Exercise description
Output the line with "target | golden crust strip" and every line below it until the listing ends, exactly as written and with nothing added.

Information provided
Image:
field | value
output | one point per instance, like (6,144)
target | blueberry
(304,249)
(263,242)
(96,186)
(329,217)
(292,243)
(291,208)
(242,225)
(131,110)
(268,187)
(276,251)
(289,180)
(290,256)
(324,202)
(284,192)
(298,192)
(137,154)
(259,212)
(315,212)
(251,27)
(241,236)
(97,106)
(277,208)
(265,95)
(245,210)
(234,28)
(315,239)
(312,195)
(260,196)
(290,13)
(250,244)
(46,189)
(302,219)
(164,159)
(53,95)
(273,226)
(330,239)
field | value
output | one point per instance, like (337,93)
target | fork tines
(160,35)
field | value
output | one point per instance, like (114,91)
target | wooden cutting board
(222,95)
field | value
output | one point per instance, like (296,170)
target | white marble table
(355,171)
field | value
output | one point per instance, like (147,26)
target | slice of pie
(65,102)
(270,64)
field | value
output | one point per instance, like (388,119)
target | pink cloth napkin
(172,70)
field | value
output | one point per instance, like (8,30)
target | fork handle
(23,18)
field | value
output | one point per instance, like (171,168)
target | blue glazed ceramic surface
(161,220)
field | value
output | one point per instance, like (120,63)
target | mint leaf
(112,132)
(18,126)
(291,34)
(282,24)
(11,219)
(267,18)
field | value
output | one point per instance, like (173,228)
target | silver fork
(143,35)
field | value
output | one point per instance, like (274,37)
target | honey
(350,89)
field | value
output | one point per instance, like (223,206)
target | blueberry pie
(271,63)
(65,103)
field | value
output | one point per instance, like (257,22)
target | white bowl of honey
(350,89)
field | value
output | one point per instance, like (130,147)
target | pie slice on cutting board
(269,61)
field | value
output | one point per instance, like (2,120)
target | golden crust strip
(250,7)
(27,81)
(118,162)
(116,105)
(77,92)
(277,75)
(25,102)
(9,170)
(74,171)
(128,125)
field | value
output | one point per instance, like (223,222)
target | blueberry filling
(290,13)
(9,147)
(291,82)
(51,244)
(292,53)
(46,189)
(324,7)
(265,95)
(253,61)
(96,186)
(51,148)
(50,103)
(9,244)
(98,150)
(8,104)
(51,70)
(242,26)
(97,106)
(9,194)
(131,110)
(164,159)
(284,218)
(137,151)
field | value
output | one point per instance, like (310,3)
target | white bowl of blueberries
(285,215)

The answer
target | golden crust strip
(250,7)
(27,81)
(118,162)
(116,105)
(77,92)
(277,75)
(25,102)
(9,170)
(74,171)
(128,125)
field | value
output | one point per instance, like (223,222)
target | blueberry filling
(290,13)
(9,147)
(291,82)
(51,244)
(292,53)
(46,189)
(324,7)
(265,95)
(253,61)
(96,186)
(51,148)
(50,103)
(9,244)
(98,150)
(8,104)
(51,70)
(242,26)
(97,106)
(9,194)
(131,110)
(164,159)
(284,218)
(137,151)
field | value
output | one point per instance, like (310,3)
target | white bowl of blueberries
(285,215)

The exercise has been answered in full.